**Page extract**
Grocery distributors and food manufacturers have their processes down to a science. But like any good scientist, they also know it’s crucial to keep improving and make their processes even more effective. Every pallet touch point is important, as is every square foot of space in a facility and, above all, the well-being of every employee.

This is why manufacturers, distributors and retailers must evaluate their equipment choices with a critical eye. “It can be tough to make a change from your last buying cycle, or even your last two or three buying cycles,” says Kurt Spyke, director of national accounts and strategic product for Big Joe Forklifts. “But operators and managers know their day-to-day challenges, and with the right partnerships and equipment, they can meet those challenges and do their jobs even better.” 

Food industry leaders who value continuous improvement should take a closer look at Class 3 walkie equipment for their facilities. These walk-behind vehicles improve multiple business functions, and while they may not always seem like the obvious solution, what you don’t know may surprise you.

Class 3 walkies increase operational efficiency

Vehicle downtime is a significant issue for grocery distributors, food manufacturers, and any warehouse moving goods from place to place. Whether it’s a forklift, motorized cart or anything in between, vehicles need to remain in service with minimal maintenance so operations run efficiently. This is where Class 3 walk-behind vehicles have a distinct advantage over many forklifts. Class 3 models such as Big Joe’s PDSR are powered by a lithium-ion battery, which outperforms vehicles powered by combustion.

“Few things have changed the material handling industry more than lithium-ion batteries,” says Spyke. “Big Joe’s Class 3 products outperform gas powered vehicles, as they require little to no maintenance, and their cost and charging time have come down now that the technology has matured.”

Not only do battery-powered walkies stay in operation longer, they also increase the available space in a facility. “You’re literally buying back real estate because you no longer need eyewash, washdown or safety areas that are required for lead-acid battery users,” Spyke explains. Class 3 walkies operate longer, have fewer components and make better use of space, meaning they are extremely efficient in any warehouse setting.

Walk-behind vehicles save money

Those efficiencies translate to cost savings, as well. Battery-powered vehicles, of course, save on fuel, but they also have lower maintenance costs by the nature of their long-lasting batteries. “Imagine a pie chart showing the ownership cost of a vehicle — 80% of the cost is parts and labor maintenance,” says Spyke. “

These savings are particularly valuable for small and midsized locations where a Class 1 forklift is unnecessarily large and expensive. Class 3 walk-behinds provide the same picking and stacking capabilities, but with a smaller footprint. The PDSR, for example, features a pantograph mechanism for lifting and lowering products, and it can reach up to 189 inches in height. With standard power steering it’s easy to maneuver and less costly than a larger vehicle with the same functions.

Data listing:
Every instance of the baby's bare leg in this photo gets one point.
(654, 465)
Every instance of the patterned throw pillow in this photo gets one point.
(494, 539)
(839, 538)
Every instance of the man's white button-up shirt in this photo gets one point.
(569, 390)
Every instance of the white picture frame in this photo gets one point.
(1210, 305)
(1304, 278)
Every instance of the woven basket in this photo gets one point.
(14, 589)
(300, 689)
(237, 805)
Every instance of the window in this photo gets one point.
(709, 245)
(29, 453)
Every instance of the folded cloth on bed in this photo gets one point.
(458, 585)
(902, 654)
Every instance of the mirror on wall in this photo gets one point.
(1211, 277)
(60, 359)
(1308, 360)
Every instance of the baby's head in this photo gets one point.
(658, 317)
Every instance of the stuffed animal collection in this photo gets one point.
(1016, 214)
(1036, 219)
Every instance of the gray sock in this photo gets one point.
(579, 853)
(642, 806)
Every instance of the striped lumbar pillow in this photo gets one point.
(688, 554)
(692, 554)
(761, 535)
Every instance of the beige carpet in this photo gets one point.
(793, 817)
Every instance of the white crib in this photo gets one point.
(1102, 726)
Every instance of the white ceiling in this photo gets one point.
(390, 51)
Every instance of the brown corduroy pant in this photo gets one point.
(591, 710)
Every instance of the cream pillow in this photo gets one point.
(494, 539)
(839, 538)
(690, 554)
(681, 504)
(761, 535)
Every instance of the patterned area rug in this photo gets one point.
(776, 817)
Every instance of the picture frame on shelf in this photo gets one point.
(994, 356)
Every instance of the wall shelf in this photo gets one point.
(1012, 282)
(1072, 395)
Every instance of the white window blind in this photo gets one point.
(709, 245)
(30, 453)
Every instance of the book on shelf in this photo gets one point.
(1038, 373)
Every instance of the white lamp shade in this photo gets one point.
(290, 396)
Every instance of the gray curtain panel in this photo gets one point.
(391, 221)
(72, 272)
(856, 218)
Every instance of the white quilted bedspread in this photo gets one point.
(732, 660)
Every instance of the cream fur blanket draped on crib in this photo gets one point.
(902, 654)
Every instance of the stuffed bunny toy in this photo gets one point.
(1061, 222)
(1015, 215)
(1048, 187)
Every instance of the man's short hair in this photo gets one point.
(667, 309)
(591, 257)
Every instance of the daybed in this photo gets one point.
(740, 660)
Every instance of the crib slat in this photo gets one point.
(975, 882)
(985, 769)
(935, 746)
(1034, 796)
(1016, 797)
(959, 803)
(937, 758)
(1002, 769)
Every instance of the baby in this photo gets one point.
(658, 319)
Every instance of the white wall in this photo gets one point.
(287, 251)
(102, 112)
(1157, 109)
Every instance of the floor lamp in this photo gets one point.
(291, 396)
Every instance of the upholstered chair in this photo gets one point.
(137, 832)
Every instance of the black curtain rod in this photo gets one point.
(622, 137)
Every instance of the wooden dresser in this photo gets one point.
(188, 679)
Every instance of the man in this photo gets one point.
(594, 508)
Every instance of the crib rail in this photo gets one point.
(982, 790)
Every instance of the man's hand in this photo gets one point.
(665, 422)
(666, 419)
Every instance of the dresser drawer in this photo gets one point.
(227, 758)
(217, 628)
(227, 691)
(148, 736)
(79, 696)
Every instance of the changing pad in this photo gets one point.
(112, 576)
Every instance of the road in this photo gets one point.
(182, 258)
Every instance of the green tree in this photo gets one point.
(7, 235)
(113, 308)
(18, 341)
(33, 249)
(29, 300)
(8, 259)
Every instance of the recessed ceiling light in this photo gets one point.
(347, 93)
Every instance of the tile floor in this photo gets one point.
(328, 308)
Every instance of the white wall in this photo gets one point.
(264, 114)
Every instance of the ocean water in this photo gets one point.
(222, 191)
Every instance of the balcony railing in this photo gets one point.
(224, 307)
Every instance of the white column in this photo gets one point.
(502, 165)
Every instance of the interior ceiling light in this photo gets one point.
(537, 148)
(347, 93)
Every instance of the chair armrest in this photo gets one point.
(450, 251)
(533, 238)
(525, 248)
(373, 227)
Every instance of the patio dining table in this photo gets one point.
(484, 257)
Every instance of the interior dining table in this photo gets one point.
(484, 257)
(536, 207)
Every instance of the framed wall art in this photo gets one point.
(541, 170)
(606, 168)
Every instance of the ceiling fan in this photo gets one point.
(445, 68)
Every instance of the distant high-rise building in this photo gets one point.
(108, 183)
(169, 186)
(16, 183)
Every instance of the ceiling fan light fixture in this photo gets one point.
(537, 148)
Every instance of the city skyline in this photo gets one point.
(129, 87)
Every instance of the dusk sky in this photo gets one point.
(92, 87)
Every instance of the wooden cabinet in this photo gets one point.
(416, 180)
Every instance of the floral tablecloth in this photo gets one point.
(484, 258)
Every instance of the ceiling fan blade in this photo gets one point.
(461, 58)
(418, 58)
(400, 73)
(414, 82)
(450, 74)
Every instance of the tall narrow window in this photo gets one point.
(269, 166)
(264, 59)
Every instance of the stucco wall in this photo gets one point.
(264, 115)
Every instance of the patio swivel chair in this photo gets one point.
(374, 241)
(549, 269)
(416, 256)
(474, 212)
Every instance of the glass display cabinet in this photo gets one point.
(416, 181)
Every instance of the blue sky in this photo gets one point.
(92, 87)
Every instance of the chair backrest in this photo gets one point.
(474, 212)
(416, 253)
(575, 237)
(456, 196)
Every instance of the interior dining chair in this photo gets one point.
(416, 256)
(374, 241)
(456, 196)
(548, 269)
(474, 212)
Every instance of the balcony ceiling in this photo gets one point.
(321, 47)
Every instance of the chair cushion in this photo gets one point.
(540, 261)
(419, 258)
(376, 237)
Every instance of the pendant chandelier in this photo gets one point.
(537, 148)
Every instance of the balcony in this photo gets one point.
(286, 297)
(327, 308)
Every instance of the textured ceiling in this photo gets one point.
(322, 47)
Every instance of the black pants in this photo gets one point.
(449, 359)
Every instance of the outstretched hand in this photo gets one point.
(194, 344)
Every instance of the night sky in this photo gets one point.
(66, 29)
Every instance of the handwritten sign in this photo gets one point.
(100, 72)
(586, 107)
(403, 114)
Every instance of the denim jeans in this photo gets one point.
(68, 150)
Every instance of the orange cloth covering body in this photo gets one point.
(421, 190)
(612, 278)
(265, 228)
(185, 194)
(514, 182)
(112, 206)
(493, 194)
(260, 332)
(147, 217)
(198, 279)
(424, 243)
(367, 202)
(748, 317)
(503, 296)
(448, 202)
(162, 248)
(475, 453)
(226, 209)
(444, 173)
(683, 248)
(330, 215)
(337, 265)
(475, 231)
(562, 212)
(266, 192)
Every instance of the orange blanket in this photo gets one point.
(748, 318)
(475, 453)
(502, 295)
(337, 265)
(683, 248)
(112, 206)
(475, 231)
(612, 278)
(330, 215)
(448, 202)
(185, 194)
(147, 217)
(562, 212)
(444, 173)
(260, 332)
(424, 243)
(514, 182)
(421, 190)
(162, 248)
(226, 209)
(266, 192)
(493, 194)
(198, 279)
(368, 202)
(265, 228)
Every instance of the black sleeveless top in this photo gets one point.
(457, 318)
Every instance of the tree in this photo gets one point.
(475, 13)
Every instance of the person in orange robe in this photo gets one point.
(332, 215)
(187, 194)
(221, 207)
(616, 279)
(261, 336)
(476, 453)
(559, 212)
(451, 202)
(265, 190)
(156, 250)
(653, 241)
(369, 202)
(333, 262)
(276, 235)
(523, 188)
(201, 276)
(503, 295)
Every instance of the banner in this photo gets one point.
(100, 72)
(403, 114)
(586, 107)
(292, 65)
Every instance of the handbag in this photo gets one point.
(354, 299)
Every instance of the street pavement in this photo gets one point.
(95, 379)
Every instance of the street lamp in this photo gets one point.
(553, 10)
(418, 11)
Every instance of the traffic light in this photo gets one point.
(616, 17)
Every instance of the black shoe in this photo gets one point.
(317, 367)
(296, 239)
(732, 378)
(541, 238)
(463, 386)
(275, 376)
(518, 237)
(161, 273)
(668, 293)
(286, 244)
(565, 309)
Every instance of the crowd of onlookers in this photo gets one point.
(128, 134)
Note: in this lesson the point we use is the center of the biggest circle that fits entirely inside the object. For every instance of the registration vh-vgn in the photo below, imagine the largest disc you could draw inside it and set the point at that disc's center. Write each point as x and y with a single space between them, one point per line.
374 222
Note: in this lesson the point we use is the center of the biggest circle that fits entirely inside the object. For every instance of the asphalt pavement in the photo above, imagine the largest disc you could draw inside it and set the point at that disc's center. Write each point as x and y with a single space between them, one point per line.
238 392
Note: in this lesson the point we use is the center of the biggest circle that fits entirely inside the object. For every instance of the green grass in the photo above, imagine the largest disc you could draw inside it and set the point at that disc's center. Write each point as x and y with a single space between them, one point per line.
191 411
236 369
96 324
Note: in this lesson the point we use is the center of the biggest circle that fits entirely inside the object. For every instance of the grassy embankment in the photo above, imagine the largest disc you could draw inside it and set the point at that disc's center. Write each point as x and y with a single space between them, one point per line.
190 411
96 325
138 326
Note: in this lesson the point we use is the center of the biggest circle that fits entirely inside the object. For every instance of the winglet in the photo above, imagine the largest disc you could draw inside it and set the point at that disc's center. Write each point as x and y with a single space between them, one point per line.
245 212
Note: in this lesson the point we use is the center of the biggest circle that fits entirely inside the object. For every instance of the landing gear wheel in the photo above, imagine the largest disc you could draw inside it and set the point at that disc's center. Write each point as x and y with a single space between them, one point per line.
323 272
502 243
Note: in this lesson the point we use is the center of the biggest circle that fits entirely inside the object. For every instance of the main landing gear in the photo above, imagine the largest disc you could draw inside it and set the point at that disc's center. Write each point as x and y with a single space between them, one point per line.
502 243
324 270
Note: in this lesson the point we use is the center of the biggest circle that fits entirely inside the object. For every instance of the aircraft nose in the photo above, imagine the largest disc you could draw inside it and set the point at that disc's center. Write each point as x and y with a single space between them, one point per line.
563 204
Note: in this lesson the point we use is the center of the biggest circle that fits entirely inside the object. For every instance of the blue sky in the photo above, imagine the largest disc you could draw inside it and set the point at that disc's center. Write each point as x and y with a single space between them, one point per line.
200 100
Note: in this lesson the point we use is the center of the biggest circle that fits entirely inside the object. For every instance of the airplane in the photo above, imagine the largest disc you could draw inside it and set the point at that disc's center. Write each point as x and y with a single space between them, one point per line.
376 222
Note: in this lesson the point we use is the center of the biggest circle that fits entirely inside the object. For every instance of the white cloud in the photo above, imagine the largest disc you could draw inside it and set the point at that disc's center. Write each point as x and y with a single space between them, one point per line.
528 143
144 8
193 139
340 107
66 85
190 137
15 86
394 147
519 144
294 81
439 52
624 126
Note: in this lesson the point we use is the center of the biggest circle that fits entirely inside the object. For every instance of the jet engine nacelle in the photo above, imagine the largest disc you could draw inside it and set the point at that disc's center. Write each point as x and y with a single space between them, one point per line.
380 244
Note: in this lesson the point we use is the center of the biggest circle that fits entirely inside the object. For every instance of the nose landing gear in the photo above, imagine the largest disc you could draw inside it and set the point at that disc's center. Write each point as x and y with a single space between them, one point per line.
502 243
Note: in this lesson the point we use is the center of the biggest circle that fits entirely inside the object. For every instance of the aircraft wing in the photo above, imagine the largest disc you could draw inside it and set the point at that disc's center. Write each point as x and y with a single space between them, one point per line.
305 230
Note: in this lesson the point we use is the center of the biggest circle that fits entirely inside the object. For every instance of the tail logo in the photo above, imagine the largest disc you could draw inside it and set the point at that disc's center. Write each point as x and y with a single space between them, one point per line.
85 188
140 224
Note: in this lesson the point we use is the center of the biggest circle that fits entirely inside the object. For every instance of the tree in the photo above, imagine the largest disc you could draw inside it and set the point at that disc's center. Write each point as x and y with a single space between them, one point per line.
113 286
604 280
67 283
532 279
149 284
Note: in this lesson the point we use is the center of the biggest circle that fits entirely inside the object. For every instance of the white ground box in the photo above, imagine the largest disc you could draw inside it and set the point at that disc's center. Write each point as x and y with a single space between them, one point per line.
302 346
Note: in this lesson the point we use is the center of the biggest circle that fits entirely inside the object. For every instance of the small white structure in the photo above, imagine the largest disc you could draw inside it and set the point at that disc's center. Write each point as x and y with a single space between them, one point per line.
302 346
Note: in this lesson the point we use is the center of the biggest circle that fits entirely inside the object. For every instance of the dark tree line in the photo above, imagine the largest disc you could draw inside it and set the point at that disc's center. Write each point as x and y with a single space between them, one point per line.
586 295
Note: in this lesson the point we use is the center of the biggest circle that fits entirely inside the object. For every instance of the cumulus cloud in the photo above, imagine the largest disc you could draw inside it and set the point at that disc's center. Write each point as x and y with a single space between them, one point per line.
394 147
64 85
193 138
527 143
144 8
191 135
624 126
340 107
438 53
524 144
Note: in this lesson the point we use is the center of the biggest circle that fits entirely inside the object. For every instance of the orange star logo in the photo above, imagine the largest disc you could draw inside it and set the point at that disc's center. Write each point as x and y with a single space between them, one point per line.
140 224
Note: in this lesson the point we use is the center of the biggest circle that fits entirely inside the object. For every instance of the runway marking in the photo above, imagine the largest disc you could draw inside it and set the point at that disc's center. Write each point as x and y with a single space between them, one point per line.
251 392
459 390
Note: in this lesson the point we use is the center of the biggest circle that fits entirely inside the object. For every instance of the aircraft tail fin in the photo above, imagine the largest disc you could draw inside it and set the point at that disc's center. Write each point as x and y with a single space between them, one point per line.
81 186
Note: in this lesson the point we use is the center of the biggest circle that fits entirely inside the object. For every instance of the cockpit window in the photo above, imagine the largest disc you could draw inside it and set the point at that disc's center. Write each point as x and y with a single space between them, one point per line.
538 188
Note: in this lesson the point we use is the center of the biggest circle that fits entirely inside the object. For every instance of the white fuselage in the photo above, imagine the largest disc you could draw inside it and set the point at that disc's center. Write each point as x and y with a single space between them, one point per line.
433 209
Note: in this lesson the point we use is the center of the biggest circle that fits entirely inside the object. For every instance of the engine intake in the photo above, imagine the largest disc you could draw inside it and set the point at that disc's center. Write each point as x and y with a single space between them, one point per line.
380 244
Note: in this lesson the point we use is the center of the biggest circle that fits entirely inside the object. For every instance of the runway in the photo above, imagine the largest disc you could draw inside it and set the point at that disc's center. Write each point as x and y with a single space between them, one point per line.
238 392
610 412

**Written exercise**
Reproduce the passage from the article on Class 3 walkie equipment, beginning at the words "Class 3 walkies increase" and stopping after the words "powered by combustion.".

**Right answer**
Class 3 walkies increase operational efficiency

Vehicle downtime is a significant issue for grocery distributors, food manufacturers, and any warehouse moving goods from place to place. Whether it’s a forklift, motorized cart or anything in between, vehicles need to remain in service with minimal maintenance so operations run efficiently. This is where Class 3 walk-behind vehicles have a distinct advantage over many forklifts. Class 3 models such as Big Joe’s PDSR are powered by a lithium-ion battery, which outperforms vehicles powered by combustion.